▶ **Extract to read**

■ ■ ■ ■

Roamer: Poem on page turned poppy into history’s greatest ever symbol of remembrance

The Poppy Lady, Belle Michael
The Poppy Lady, Belle Michael

This morning in 1918, almost exactly 48 hours before Armistice was declared at 11 am. on November 11, a young American soldier left a magazine on a desk in Columbia University, New York.

He’d marked a page, highlighting a poem.

An American teacher (who’d been co-opted as a secretary of the Y.M.C.A) sat down at the desk, opened the magazine, and perused the poem.

During the day a further series of inadvertent links were added to this seemingly unexceptional chain of events which ultimately led to the red poppy being adopted as the world-wide symbol of Remembrance.

“You might be able to use this in some way,” wrote Sam Trotter B.E.M, author of Constabulary Heroes, in a note to Roamer that detailed the amazing story behind the Remembrance Day poppy.

Former teacher and academic, 49-year-old Miss Moina Belle Michael, was secretary of the Y.M.C.A Overseas War Workers training headquarters at Columbia University when she opened the November 1918 edition of the Ladies Home Journal, left on her desk by the soldier.

“At about 10.30 o’clock, when everyone was on duty elsewhere,” Miss Michael recounted in her fascinating autobiography, “I found time to read it and discovered the marked page which carried Colonel John McCrae’s poem ‘We Shall Not Sleep’, later named ‘In Flanders Fields’. It was vividly ‘picturized’ and most strikingly illustrated.”

Moina described how the idea for the memorial red poppy came to her in that moment of revelation.

Her autobiography entitled The Miracle Flower, published in 1941, is dedicated to Canadian army doctor and poet Colonel McCrae.

In it she recounts the 25th Conference of the Overseas Y.M.C.A. in Columbia University, where she worked in a communal room used by soldiers and sailors bound for WWI.

“I read the poem…the last verse transfixed me - ‘To you from failing hands we throw the Torch; be yours to hold it high. If ye break faith with us who die, we shall not sleep, though poppies grow in Flanders Fields’”

It seemed as though “the silent voices again were vocal,” recounted Moina “whispering in sighs of anxiety unto anguish.”

She silently pledged “to keep the faith and always to wear a red poppy of Flanders Fields as a sign of remembrance and the emblem of ‘keeping the faith with all who died’”

She made a note on a piece of paper “we shall keep the faith” which she extended into a poem.

Moina often bought flowers to decorate the rather gloomy room that the Y.M.C.A used in the University, and as she finished her note three men, delegates from the Y.M.C.A. conference, came to her desk with a donation for flowers.

“I had furnished the flowers before that time from my own purse,” Moina wrote in her autobiography, “so it was a pleasant surprise to find this appreciation.”

She told the men she would buy 25 red poppies.

“I shall always wear red poppies,” she explained “poppies of Flanders Fields! Do you know why?”

She showed the men Colonel McCrae’s illustrated poem in the magazine, which they took into their Y.M.C.A meeting.

After the meeting adjourned a larger delegation confronted Moina “asking for red poppies to wear…in memory of all who died in Flanders Fields.”

She had none “but I promised I would get them that afternoon down in the city.”

Having searched unsuccessfully in a number of New York’s

“novelty shops which featured artificial flowers…I found a large red poppy…and two dozen small, silk, red poppies.”

■ ■ ■ ■

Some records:
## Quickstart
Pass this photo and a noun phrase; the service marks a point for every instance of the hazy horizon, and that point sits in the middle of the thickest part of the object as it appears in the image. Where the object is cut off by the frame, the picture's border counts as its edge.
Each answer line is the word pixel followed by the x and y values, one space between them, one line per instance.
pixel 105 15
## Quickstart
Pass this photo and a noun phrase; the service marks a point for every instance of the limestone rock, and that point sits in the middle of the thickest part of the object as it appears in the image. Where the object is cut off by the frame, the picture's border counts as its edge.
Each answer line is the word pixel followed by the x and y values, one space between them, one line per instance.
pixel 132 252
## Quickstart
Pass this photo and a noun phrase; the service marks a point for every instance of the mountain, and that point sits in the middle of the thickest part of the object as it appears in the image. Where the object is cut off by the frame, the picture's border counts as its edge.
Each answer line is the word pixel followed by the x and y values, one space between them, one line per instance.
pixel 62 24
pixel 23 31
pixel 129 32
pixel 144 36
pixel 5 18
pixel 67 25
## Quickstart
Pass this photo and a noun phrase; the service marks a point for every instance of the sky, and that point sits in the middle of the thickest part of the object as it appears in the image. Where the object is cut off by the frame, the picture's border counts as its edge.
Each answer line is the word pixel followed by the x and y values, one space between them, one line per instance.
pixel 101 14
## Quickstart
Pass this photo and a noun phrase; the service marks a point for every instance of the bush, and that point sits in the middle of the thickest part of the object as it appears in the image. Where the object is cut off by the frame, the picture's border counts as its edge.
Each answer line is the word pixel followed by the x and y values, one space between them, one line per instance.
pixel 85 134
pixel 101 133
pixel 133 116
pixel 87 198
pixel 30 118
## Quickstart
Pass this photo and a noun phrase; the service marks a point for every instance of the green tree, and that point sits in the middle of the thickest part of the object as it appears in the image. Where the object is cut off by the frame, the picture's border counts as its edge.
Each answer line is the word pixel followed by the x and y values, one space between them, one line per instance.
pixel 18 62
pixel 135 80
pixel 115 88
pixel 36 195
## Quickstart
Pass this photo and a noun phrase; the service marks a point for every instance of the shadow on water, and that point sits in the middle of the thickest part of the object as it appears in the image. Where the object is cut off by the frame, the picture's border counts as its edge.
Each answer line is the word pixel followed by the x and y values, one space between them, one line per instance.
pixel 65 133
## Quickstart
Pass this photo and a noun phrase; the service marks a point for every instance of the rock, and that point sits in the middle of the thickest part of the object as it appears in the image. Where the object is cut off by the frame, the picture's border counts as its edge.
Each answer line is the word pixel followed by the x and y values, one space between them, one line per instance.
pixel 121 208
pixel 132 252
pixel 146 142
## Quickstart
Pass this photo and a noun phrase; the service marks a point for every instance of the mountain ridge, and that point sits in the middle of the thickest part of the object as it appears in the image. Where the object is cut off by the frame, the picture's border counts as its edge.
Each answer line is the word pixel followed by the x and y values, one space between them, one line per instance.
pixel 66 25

■ ■ ■ ■

▶ **Set task 1**
From the article about the remembrance poppy, write out the passage from "She told the" to "their Y.M.C.A meeting.".
▶ **Set task 2**
According to the article about the remembrance poppy, in what year was Moina Michael's autobiography The Miracle Flower published?
The items are unrelated to the article about the remembrance poppy.

▶ **Task result 1**
She told the men she would buy 25 red poppies.

“I shall always wear red poppies,” she explained “poppies of Flanders Fields! Do you know why?”

She showed the men Colonel McCrae’s illustrated poem in the magazine, which they took into their Y.M.C.A meeting.

▶ **Task result 2**
1941